:: WHAT THIS TASK INVOLVES ::
Gather every line of the entries below that contains the word "distant", and copy each one.

Begin DATA SECTION

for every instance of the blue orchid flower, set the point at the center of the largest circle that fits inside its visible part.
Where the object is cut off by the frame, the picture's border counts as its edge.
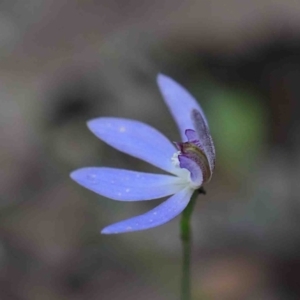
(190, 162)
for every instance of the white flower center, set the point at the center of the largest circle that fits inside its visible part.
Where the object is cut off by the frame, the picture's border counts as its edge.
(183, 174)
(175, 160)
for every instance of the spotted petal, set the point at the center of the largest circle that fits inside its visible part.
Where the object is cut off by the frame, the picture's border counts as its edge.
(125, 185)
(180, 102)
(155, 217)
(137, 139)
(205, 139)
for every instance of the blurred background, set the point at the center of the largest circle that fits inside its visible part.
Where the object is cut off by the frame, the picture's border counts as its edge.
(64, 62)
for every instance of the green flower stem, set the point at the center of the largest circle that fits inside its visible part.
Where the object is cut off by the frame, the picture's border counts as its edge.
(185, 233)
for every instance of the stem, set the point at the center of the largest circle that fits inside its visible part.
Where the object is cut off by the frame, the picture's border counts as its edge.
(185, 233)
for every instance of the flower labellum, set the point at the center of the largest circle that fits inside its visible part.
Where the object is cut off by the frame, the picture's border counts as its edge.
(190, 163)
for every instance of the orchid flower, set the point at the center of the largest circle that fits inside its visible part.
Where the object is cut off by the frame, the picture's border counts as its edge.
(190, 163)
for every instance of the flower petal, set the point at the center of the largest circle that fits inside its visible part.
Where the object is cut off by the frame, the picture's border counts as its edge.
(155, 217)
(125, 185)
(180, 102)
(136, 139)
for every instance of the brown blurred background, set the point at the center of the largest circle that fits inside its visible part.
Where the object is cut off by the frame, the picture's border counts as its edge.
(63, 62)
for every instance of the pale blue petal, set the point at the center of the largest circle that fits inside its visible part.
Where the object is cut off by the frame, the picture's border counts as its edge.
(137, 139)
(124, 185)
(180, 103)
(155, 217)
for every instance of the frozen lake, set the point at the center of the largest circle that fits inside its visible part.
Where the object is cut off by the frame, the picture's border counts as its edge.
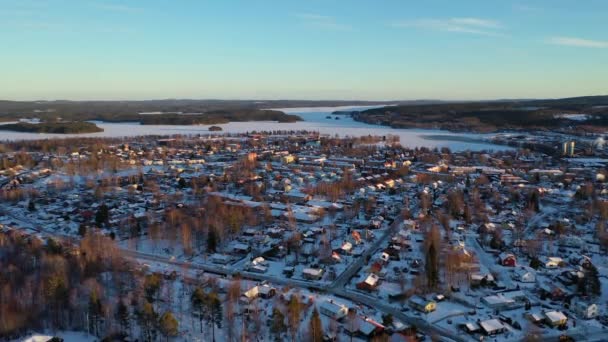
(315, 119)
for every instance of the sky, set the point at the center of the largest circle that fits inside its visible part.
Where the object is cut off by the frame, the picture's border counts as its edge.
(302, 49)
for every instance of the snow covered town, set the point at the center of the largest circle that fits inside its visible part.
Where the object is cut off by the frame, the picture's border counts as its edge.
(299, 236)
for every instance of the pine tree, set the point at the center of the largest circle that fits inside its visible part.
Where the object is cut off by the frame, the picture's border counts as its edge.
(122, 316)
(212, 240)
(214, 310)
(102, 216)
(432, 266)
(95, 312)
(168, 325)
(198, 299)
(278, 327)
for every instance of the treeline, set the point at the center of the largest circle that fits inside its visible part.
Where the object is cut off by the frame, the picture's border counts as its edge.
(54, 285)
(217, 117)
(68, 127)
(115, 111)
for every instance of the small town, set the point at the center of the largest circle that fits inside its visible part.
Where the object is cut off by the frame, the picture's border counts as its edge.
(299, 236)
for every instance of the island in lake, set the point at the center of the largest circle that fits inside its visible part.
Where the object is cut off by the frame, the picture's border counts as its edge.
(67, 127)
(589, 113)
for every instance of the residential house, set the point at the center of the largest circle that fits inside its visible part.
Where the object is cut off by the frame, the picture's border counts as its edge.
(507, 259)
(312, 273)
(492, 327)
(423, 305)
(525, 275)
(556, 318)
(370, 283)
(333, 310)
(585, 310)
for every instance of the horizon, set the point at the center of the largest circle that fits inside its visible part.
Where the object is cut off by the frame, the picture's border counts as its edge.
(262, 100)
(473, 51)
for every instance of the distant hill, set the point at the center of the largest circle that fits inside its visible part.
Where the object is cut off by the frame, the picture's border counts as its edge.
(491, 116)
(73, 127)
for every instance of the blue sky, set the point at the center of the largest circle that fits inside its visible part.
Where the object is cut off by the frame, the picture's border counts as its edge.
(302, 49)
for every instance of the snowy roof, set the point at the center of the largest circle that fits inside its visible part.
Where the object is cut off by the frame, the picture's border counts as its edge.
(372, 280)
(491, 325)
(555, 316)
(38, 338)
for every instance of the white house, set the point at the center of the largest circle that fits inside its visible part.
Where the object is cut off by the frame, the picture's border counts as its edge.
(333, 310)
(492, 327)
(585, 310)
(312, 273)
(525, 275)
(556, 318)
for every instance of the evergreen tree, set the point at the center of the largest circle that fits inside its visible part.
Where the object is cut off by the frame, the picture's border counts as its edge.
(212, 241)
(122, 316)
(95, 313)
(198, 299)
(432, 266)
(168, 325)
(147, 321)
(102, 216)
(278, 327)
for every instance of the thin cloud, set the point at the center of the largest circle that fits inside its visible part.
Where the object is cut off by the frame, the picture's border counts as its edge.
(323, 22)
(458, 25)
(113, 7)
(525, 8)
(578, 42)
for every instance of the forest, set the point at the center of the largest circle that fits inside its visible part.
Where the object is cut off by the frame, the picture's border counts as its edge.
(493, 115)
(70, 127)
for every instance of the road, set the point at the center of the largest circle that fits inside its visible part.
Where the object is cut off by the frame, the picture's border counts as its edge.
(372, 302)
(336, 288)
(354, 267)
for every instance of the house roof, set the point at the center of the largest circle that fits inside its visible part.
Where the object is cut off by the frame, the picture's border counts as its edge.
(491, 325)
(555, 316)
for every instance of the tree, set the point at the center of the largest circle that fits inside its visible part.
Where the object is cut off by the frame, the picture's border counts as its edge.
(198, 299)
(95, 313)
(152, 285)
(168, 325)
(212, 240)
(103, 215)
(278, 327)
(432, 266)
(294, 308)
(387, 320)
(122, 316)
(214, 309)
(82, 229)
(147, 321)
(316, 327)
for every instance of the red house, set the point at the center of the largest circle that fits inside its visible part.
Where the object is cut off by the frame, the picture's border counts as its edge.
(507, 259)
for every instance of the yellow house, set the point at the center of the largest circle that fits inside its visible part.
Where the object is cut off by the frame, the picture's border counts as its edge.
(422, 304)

End DATA SECTION
Begin DATA SECTION

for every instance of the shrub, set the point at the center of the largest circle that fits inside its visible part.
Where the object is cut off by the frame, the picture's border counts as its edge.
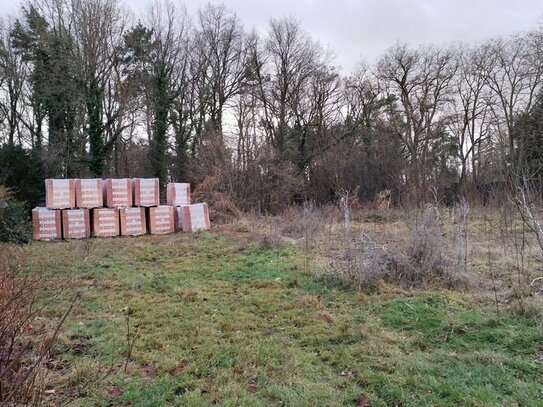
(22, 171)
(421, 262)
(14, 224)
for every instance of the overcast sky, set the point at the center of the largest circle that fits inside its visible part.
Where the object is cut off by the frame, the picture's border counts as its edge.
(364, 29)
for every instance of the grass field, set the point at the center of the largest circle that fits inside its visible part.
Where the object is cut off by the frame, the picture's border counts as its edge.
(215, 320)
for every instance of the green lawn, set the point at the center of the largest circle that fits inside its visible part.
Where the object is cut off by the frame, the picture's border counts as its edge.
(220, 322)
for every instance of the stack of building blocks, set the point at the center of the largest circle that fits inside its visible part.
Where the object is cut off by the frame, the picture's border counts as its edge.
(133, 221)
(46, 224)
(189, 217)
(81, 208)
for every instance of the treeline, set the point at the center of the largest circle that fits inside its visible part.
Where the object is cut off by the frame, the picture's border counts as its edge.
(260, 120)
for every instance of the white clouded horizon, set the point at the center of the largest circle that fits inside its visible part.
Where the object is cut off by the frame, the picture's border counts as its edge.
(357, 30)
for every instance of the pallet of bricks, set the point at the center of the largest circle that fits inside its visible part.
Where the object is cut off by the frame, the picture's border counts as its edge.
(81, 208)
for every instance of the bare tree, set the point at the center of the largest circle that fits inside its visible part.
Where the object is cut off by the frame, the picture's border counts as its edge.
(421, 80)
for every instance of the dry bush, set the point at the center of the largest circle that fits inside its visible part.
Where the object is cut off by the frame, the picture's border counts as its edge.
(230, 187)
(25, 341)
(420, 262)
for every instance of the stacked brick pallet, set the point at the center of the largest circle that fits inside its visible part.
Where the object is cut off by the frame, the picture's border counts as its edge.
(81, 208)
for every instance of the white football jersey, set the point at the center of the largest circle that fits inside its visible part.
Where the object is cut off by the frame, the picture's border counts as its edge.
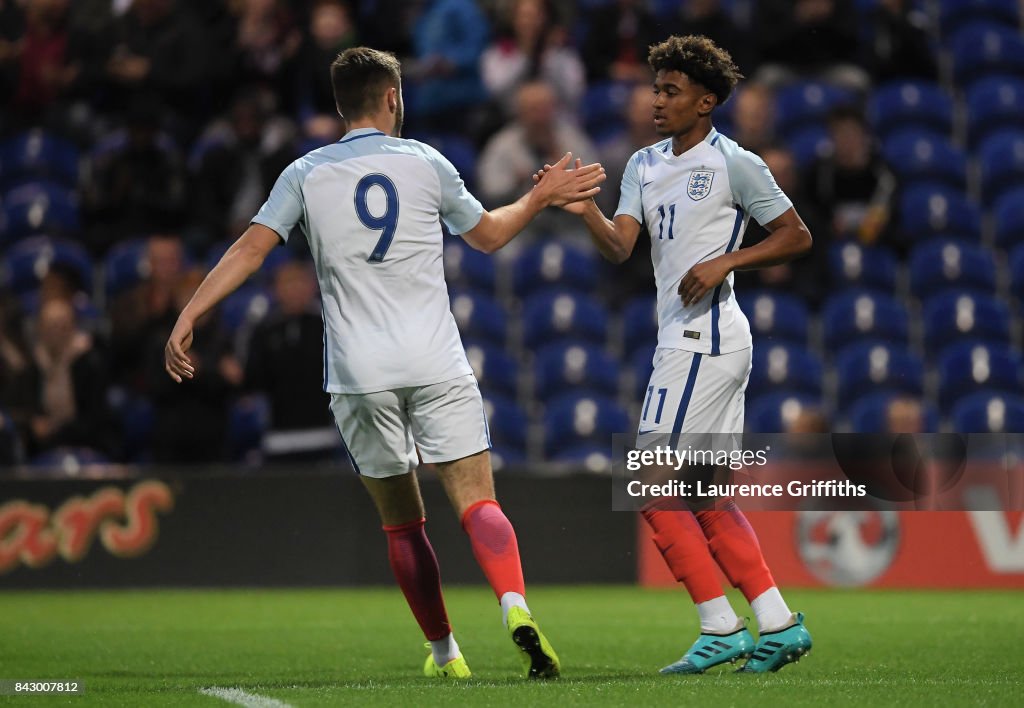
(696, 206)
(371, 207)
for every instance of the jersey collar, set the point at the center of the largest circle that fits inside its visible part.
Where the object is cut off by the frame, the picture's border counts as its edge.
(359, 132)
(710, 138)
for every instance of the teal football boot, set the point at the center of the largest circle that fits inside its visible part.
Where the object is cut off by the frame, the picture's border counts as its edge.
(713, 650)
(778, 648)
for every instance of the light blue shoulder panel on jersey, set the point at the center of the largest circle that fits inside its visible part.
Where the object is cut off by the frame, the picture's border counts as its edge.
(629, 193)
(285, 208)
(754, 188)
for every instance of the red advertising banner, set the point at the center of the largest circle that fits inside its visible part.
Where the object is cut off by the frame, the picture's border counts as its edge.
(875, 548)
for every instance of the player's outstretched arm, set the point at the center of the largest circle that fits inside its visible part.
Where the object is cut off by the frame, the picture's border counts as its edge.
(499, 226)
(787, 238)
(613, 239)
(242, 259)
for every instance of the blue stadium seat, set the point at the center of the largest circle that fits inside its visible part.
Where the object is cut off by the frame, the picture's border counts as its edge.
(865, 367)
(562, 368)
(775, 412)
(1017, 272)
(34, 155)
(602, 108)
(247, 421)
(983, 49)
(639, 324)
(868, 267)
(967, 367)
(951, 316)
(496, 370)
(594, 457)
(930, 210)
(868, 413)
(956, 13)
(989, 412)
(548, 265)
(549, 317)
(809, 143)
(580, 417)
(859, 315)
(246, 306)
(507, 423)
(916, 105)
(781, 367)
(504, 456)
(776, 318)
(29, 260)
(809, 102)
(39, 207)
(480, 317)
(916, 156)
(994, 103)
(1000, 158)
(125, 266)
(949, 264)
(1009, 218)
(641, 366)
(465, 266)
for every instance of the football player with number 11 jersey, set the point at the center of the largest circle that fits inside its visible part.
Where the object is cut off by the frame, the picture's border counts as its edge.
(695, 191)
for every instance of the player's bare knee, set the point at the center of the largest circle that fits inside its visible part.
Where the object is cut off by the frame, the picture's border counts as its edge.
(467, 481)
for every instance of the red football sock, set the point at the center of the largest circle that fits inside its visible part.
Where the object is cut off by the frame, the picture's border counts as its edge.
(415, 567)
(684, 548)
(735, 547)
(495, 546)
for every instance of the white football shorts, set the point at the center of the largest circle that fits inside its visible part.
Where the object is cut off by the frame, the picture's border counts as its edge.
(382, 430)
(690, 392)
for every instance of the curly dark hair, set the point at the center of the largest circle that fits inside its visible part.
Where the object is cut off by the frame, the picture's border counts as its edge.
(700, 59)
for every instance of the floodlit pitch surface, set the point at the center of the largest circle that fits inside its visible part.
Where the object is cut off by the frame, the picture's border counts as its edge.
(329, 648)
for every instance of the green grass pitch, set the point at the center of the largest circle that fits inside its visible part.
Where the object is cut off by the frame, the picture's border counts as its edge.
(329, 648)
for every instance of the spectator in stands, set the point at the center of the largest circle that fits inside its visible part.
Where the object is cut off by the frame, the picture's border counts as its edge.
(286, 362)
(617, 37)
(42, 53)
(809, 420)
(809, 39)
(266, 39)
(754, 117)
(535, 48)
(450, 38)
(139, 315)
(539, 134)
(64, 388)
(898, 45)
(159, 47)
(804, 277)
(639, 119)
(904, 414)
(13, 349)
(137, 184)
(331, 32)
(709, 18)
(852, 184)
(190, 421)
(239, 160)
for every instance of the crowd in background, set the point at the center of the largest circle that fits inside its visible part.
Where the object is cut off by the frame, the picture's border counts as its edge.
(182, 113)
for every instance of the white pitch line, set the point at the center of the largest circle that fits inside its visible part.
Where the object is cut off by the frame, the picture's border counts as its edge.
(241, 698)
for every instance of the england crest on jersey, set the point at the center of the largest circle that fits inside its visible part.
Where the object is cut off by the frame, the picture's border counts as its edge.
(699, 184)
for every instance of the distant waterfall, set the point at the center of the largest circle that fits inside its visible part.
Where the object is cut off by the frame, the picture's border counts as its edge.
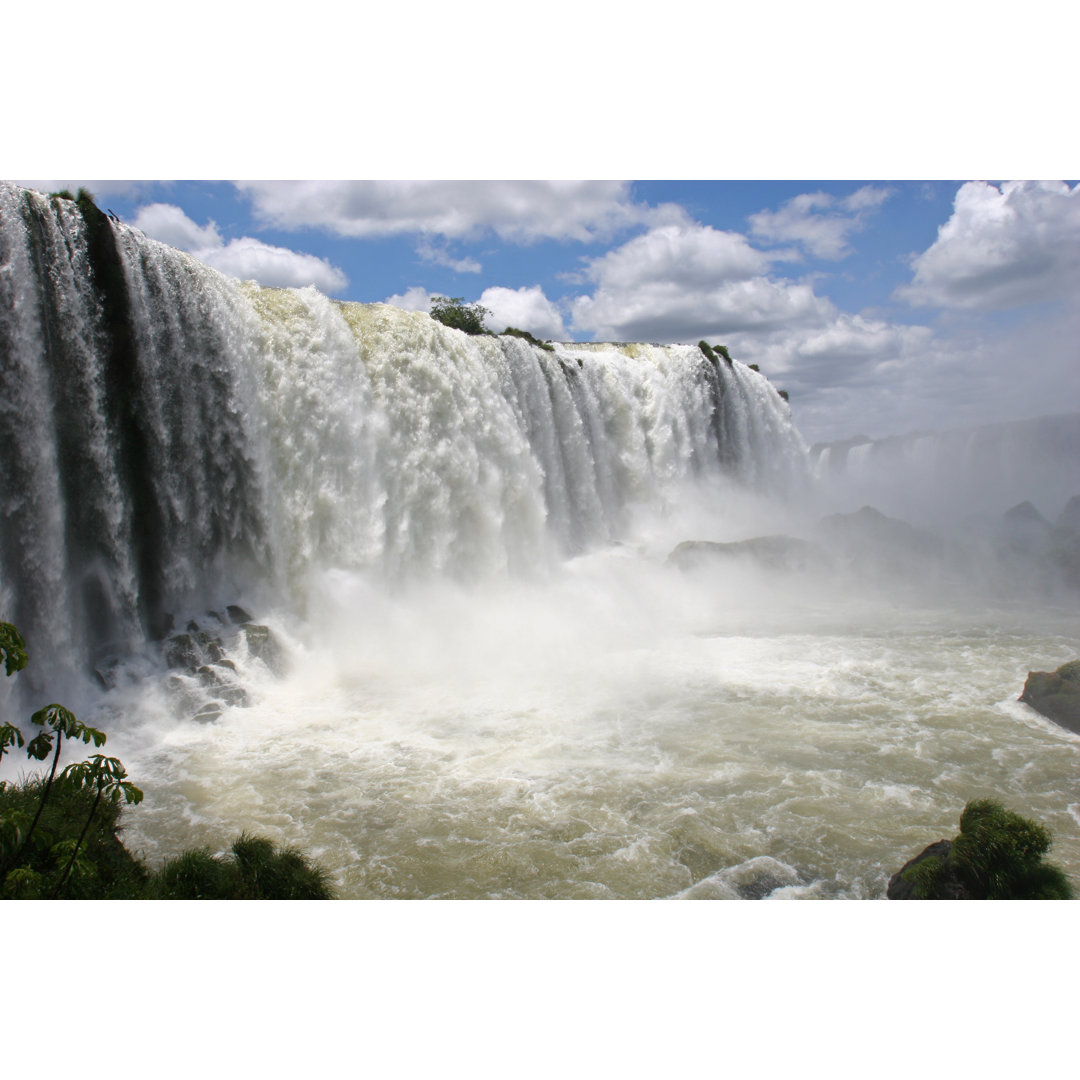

End DATA SECTION

:: TASK OUTPUT ::
for every instance of the distant hill, set the point at the center of the largest circle that fits inside its visible part.
for every instance of the distant waterfall, set the point at the center of the largest circle that fits inside its visible part.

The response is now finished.